Connect Logic Apps to Data Lake Store using a service principal

Since a couple of months Azure Logic Apps offers an Azure Data Lake Connector that can perform the following actions on an Azure Data Lake Store:

  • Azure Data Lake – Append File (concurrent)
  • Azure Data Lake – Read File
  • Azure Data Lake – Upload File
  • Azure Data Lake – Append File (sequential)
  • Azure Data Lake – Create Folder
  • Azure Data Lake – Delete File
  • Azure Data Lake – List Files

Lately I have noticed several people on forums that are facing “Unauthorized” errors while using the Azure Data Lake connector. In this blogpost I will explain how you can authenticate using a service principal that has been authorized on the Azure Data Lake Store for a specific action. As an example I will show how to create a folder.

Things to do:
[1] Decide whether each statement below agrees with the Data Lake connector post, answering yes or no and quoting the deciding words of the post. (a) The connector can list files in an Azure Data Lake Store. (b) The author's example will show how to upload a file. (c) The author has seen people on forums getting "Unauthorized" errors with the connector.
[2] Write the next part of the Data Lake connector post, picking up after its last sentence.
The entries below play no part in this work.

(Object position labeling entries)
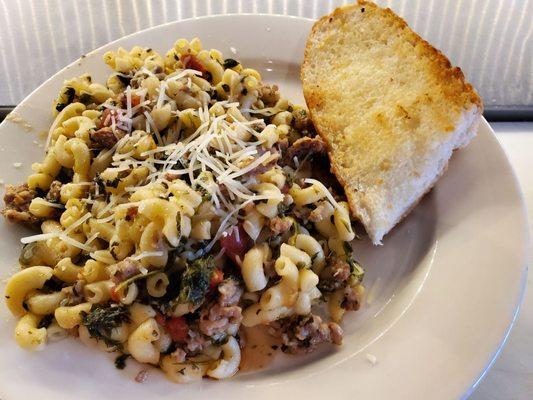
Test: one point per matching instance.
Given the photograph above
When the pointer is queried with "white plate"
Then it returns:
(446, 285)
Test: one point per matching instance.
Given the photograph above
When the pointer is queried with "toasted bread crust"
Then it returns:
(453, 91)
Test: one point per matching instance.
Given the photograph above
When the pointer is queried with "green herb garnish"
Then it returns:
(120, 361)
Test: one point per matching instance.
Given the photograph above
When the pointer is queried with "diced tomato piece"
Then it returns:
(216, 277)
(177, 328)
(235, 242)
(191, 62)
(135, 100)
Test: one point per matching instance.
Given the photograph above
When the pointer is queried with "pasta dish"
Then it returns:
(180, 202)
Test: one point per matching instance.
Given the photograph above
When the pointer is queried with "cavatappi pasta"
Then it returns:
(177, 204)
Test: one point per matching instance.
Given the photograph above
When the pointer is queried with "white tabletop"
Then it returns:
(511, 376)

---

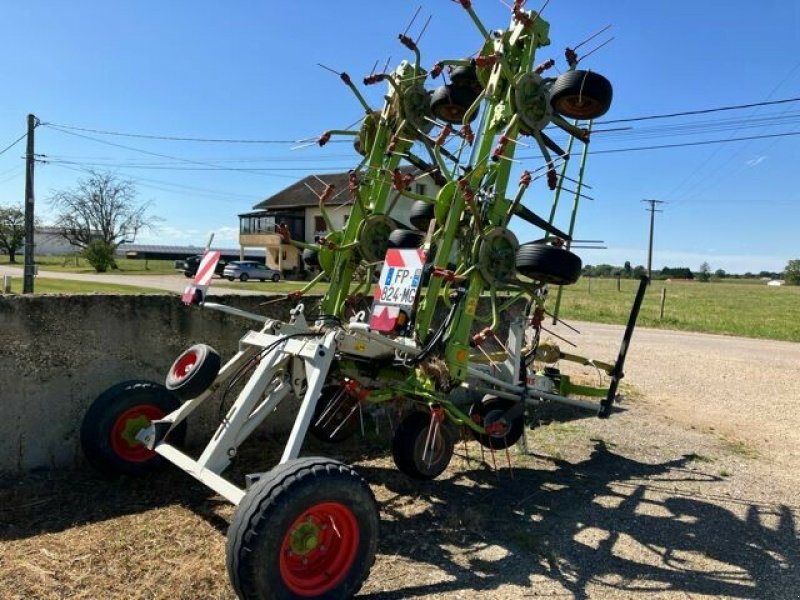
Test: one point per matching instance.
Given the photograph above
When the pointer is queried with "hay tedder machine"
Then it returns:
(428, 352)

--

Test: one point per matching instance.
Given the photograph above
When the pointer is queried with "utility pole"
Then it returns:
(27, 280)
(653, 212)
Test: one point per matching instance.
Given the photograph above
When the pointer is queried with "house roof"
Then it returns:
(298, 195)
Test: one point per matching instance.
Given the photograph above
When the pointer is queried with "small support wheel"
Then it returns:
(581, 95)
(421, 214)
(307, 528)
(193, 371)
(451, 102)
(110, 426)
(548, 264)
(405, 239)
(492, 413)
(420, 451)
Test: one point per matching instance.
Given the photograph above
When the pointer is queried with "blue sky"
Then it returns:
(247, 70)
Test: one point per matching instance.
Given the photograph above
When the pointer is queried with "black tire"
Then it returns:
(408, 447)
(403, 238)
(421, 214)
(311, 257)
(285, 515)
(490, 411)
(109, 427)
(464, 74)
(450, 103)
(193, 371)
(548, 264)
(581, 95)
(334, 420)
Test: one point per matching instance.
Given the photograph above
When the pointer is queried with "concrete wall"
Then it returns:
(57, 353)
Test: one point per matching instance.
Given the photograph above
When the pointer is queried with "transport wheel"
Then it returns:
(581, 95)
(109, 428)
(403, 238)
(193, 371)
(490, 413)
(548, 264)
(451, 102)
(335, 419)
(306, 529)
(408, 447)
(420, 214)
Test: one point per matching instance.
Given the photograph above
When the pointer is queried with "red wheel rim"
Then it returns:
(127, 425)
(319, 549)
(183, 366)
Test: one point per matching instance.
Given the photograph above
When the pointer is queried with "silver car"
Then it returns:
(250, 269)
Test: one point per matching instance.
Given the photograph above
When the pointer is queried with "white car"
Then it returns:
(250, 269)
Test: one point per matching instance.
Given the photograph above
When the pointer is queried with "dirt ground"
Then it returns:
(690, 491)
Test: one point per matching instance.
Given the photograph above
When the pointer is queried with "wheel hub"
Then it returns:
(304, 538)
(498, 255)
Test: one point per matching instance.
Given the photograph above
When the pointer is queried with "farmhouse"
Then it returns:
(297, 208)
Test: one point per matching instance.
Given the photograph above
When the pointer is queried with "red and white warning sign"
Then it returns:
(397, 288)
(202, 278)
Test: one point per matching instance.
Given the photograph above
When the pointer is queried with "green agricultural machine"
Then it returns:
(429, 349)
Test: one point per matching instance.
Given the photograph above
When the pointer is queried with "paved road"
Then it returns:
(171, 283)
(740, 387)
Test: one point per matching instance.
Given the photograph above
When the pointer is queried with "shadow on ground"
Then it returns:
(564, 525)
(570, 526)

Written responses:
[1]
(a) Yes: "Azure Data Lake – List Files"
(b) No: "As an example I will show how to create a folder."
(c) Yes: "Lately I have noticed several people on forums that are facing “Unauthorized” errors while using the Azure Data Lake connector."

[2]
Azure Data Lake Store uses Azure Active Directory for authentication. When you use the Logic Apps Azure Data Lake connector, you see that there are two possible ways to authenticate:
000

You can either sign in with an Azure AD account, or you can connect using a service principal, the option I will describe. Both options result in a situation in which your Logic App will provide an OAuth 2.0 token that will be attached to each request that will be made to the Data Lake Store.

So what is a service principal? It is basically an impersonation identity of your application which is registered in Azure Active Directory. Using a service principal is preferred instead of running under your own credentials, because:

  • You can assign permissions to the app identity that are different than your own permissions. Typically, these permissions are restricted to only what the app needs to do.
  • You do not have to change the app credentials if your responsibilities change.
  • You can use a certificate to automate authentication when executing an unattended script.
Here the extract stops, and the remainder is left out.